Find the lines in the records below that contain "gate", and report each of them.

■ Stored data:

=== Begin Enclosure ===

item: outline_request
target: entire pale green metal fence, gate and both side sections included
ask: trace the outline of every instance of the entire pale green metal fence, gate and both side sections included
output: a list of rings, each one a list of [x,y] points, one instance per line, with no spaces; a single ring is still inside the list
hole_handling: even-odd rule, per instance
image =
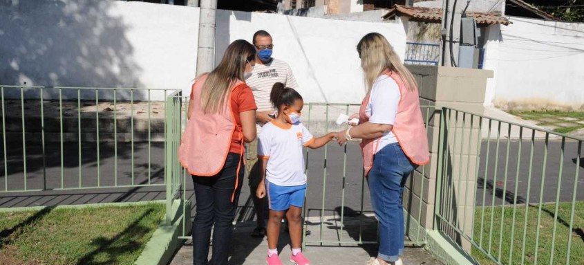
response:
[[[165,185],[173,221],[175,201],[190,212],[177,156],[187,102],[167,89],[0,86],[0,193]],[[357,109],[311,103],[306,124],[315,135],[337,131],[329,120]],[[431,227],[422,220],[430,218],[431,229],[481,263],[584,264],[583,139],[458,109],[423,106],[422,114],[437,158],[413,172],[404,192],[406,220],[417,221],[408,244],[426,244]],[[305,228],[317,220],[319,231],[304,244],[375,244],[360,150],[334,146],[306,151],[307,201],[319,207],[304,208]],[[182,218],[180,238],[188,239],[190,214]],[[325,226],[339,236],[323,237]]]

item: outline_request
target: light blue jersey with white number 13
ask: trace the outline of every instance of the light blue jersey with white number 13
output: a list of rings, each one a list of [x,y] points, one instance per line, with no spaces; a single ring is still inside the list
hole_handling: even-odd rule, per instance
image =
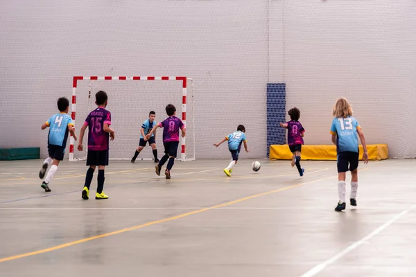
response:
[[[357,129],[361,129],[356,118],[349,116],[346,118],[333,118],[331,134],[336,135],[336,151],[358,152]]]

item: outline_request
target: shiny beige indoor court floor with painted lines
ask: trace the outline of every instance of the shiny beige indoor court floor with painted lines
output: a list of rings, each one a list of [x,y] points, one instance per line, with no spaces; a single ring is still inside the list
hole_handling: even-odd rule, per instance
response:
[[[2,161],[1,275],[416,274],[413,160],[361,164],[358,206],[343,213],[335,161],[304,161],[302,178],[288,161],[253,172],[250,160],[228,178],[224,162],[177,163],[166,180],[151,161],[115,161],[110,199],[84,201],[84,162],[65,162],[45,195],[39,161]]]

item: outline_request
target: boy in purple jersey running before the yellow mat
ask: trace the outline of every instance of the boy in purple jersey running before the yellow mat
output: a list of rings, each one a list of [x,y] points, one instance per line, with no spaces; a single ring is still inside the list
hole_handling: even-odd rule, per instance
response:
[[[291,121],[280,123],[280,126],[288,129],[288,145],[293,153],[292,167],[296,165],[297,171],[299,171],[299,175],[302,177],[305,170],[300,167],[300,154],[302,152],[302,144],[304,144],[303,136],[305,129],[298,121],[300,110],[297,107],[289,109],[288,114],[291,116]]]

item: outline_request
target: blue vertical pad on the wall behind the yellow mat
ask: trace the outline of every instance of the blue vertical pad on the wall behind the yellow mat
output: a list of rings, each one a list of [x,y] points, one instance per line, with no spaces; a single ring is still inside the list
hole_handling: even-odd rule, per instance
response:
[[[286,121],[286,84],[268,83],[267,103],[267,157],[270,145],[286,143],[286,129],[279,123]]]

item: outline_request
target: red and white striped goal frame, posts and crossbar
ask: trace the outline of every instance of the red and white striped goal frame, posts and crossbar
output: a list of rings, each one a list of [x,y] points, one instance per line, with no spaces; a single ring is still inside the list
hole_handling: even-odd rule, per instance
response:
[[[191,80],[185,76],[73,76],[72,82],[72,104],[71,104],[71,118],[75,123],[76,120],[76,90],[78,81],[80,80],[132,80],[132,81],[144,81],[144,80],[177,80],[182,82],[182,122],[185,127],[187,126],[187,84]],[[75,140],[70,135],[69,138],[69,161],[76,161],[73,157]],[[195,159],[191,157],[190,159]],[[181,141],[181,161],[186,161],[186,138],[182,138]]]

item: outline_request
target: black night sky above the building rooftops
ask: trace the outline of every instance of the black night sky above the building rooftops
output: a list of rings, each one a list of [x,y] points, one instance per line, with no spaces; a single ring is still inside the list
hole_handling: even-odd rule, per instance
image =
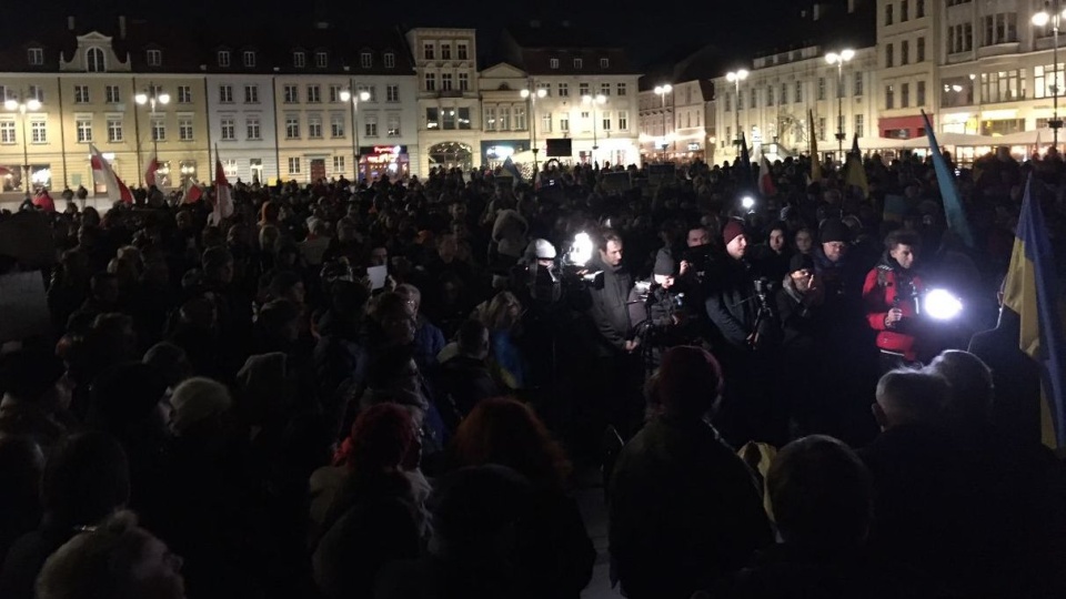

=== End Enclosure ===

■ Task answer:
target: entire pale green metal fence, gate and both side sections included
ask: trace the outline of every instance of the entire pale green metal fence, gate and both side sections included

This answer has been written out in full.